PROBLEM: From the news report below about the Zillah inflatable accident, return word for word the passage starting with "The 5 students" and going on through "Center in Seattle.".

SOURCE DOCUMENT:
■ ■ ■ ■ ■ ■ ■
SPOKANE, Wash.- Scary moments yesterday for a group of high school students in Zillah who were at a student body event when a dust devil suddenly moved through.
It tossed the inflatable game like a toy, 20 feet into the air. Tethered to the game were 5 students, also whipped around by the wind.
JT Emerson, Operations Manager at All Star Jump in Spokane Valley, says safety with inflatables is a top priority when setting up.
"In the warehouse we do an onsite training, where we practice over and over again and then in the field, train again," said Emerson.
While training plays a crucial role in making sure an inflatable bounce house is safe to use, there are also many ways to make sure it's secure.
"We make sure not only to stake the units down, but tie them off to a solid anchor point such as a cemented fence post, a cemented basketball hoop, or anything solid even a tree," Emerson explained.
To secure these bounce houses, they use large hooks and 24-inch steel stakes which they hammer into the ground.
The Washington State Department of Labor and Industries inspects inflatables like these every year to make sure they're certified.
If your kids go to jump on one of these you want to look for a certification sticker.
When it comes to the wind, there are warning labels on the sides of these bounce houses. Most of them say 'do not operate this unit if winds exceed 15 m.p.h.'
Emerson said the wind is their worst enemy.
"We always make sure that if there are anywhere near 20 miles per hour gusts of winds we shut them down completely and that is our very strict protocol," Emerson said.
As for the incident at Zillah High School, authorities say all the safety protocols were being followed.
The 5 students tethered to the Hippo Chow Down game were all severely hurt.
One female student is current in critical condition at Harborview Medical Center in Seattle.
Authorities are still investigating exactly what happened.
■ ■ ■ ■ ■ ■ ■
DATA TO EXAMINE:
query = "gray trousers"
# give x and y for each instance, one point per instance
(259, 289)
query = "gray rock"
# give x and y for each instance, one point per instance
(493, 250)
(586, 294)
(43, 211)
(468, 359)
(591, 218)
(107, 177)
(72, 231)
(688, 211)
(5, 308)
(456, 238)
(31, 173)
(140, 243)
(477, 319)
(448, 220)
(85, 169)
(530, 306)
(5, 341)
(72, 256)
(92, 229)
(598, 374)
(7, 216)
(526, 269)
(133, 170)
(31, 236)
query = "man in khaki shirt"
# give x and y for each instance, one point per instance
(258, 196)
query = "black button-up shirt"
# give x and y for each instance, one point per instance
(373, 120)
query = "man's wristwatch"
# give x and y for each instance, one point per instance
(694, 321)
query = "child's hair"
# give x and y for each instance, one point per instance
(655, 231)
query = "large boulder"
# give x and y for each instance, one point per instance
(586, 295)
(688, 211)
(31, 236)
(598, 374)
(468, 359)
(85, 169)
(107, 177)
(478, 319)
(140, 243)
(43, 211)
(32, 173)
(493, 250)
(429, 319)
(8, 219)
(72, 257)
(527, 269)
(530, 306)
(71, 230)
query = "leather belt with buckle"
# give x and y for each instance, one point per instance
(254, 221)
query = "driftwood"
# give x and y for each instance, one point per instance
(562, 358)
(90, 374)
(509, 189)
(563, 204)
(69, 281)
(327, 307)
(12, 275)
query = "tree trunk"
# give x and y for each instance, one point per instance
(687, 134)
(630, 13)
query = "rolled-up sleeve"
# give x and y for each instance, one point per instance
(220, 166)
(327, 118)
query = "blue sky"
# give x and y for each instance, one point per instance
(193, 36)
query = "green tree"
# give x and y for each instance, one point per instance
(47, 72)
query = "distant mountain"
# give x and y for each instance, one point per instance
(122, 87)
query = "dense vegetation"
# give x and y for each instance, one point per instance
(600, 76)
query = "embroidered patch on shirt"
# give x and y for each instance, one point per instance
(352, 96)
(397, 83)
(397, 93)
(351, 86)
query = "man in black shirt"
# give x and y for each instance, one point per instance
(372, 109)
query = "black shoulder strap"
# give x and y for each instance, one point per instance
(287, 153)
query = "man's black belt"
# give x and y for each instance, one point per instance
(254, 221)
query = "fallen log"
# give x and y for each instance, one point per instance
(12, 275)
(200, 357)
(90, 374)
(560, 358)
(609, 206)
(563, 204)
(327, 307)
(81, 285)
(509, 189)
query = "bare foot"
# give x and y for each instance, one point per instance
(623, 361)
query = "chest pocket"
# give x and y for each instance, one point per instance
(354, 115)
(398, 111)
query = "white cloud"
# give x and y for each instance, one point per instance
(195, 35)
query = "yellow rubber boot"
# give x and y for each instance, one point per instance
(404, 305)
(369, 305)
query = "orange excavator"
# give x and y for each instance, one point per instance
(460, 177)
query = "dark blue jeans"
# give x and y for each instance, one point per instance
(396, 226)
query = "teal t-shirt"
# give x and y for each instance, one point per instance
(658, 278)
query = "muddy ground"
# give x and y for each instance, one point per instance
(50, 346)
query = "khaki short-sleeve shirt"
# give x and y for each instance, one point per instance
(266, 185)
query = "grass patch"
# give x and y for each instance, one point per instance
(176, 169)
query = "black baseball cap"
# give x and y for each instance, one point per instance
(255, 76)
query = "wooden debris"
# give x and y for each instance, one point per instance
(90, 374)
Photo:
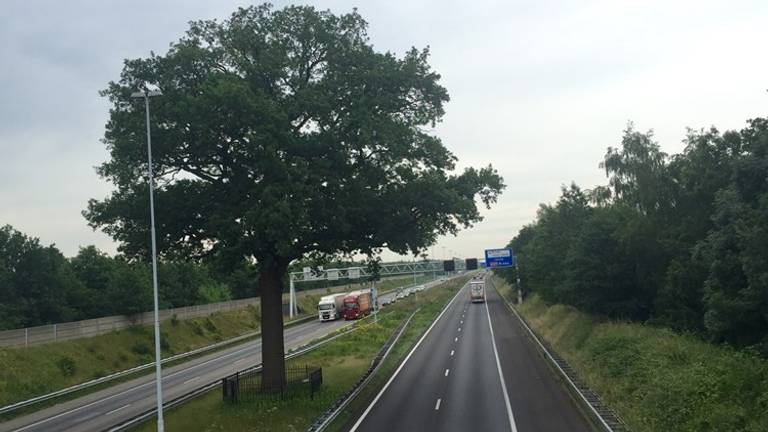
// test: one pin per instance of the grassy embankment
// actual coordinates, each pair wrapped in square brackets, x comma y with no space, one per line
[656,379]
[37,370]
[343,361]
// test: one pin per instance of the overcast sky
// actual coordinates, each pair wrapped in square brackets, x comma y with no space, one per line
[538,88]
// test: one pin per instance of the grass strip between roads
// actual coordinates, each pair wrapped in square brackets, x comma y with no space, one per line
[656,379]
[29,372]
[343,361]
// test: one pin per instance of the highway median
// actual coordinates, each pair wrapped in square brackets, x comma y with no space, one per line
[343,360]
[656,379]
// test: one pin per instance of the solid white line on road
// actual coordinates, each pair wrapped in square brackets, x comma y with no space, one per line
[512,424]
[150,383]
[392,378]
[116,410]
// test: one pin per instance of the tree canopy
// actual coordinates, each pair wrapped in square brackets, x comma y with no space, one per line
[679,240]
[282,133]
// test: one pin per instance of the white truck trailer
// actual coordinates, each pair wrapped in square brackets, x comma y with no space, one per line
[477,290]
[330,307]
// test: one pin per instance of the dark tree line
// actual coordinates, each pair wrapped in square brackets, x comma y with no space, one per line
[38,285]
[678,240]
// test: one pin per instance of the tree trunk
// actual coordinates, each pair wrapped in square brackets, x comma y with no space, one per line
[273,350]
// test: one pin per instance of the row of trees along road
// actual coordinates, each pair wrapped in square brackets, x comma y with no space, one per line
[283,134]
[677,240]
[38,285]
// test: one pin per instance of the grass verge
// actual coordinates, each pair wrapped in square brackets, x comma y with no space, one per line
[29,372]
[656,379]
[343,361]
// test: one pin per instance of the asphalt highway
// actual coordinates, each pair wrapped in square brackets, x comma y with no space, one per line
[474,370]
[103,409]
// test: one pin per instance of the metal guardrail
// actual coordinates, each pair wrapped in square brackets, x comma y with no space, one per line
[607,418]
[82,386]
[140,418]
[329,415]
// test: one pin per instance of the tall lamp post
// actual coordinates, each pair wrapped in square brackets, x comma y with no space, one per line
■ ■ ■ ■ ■ ■ ■
FINISHED EXERCISE:
The 5 students tethered to the Hippo Chow Down game were all severely hurt.
One female student is current in critical condition at Harborview Medical Center in Seattle.